Beginning with the line that holds "Task: indicate the cut tree trunk", set down each line of the data below through the very last, exactly as given, and nothing beyond that.
--- Start TASK INPUT ---
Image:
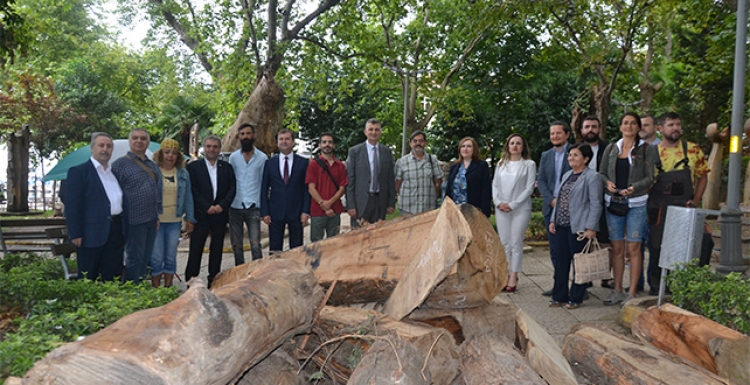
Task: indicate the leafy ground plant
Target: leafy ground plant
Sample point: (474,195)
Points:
(47,311)
(724,299)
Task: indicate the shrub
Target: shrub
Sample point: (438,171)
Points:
(54,311)
(724,299)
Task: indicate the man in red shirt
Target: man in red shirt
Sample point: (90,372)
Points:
(326,181)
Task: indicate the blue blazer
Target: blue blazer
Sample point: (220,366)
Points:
(478,185)
(280,201)
(546,176)
(87,208)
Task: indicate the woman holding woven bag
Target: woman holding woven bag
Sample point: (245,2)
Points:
(577,211)
(628,171)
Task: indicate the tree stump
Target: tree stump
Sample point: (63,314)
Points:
(202,337)
(605,357)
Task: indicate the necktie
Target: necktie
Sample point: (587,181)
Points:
(286,170)
(375,172)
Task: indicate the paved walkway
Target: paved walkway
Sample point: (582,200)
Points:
(536,278)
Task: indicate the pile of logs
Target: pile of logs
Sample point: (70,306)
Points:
(409,301)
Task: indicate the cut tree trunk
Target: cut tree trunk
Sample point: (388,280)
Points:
(368,263)
(434,343)
(605,357)
(391,362)
(277,369)
(542,351)
(435,259)
(265,111)
(202,337)
(697,339)
(466,324)
(492,359)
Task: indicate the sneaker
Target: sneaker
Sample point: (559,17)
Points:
(627,298)
(614,298)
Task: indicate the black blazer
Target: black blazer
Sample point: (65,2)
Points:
(200,184)
(478,184)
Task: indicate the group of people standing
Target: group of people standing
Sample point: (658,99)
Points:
(617,193)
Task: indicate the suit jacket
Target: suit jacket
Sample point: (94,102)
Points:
(358,171)
(586,199)
(546,177)
(203,195)
(478,185)
(523,186)
(87,207)
(284,201)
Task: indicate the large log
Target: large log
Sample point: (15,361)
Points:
(466,324)
(697,339)
(492,359)
(435,259)
(202,337)
(542,352)
(277,369)
(605,357)
(434,343)
(368,263)
(390,363)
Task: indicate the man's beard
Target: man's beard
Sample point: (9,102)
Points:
(247,144)
(591,137)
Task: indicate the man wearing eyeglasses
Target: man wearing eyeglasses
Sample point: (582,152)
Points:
(418,178)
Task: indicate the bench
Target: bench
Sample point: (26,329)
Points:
(33,229)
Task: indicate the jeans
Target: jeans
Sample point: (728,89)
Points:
(250,218)
(164,257)
(324,225)
(138,249)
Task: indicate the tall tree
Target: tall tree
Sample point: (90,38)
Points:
(259,32)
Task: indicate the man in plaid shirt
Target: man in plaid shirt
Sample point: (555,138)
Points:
(140,181)
(418,178)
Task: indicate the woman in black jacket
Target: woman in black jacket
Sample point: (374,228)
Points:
--- End TASK INPUT ---
* **RESPONSE TO THIS TASK**
Task: indicate the cut tree trunk
Target: cut tree trunk
Sample point: (388,280)
Points:
(368,263)
(434,343)
(605,357)
(391,362)
(277,369)
(542,351)
(435,259)
(265,111)
(202,337)
(697,339)
(466,324)
(492,359)
Task: indicate the sneaker
Target: sneaker
Sample point: (559,17)
Points:
(627,298)
(614,298)
Task: indicate the black blazer
Target: black blazer
Sample point: (65,2)
Points:
(200,184)
(478,184)
Task: indicate the group of people standing
Target: group of people standing
Sample point: (658,99)
Points:
(617,193)
Task: indicate the suit jacket
Target: suit jacket
Sample point: (94,102)
Points:
(358,171)
(586,199)
(546,177)
(203,195)
(478,185)
(523,186)
(87,207)
(284,201)
Task: indicate the large log
Target: large log
Sample point: (15,361)
Points:
(466,324)
(697,339)
(492,359)
(435,259)
(202,337)
(542,352)
(277,369)
(605,357)
(434,343)
(368,263)
(390,363)
Task: indicate the man's beard
Target: man's beard
Sample point: (9,102)
Points:
(247,144)
(591,137)
Task: indicate the man wearing eyeglasses
Target: man wearing eyeglasses
Sample point: (582,152)
Points:
(418,178)
Task: indicate the bench
Target: bench
Sample point: (26,329)
Points:
(33,229)
Task: indicate the jeans
Target: jeans
Sample point: (728,89)
Points:
(250,218)
(164,257)
(324,225)
(138,249)
Task: indicate the tall tree
Target: tall tree
Sample point: (90,38)
Points:
(259,32)
Task: indicate the man in plaid shirt
Target: man in plaid shirt
Sample point: (555,138)
Points:
(140,181)
(418,178)
Task: indicate the woman in black jacket
Target: woman in black jacket
Sample point: (374,228)
Points:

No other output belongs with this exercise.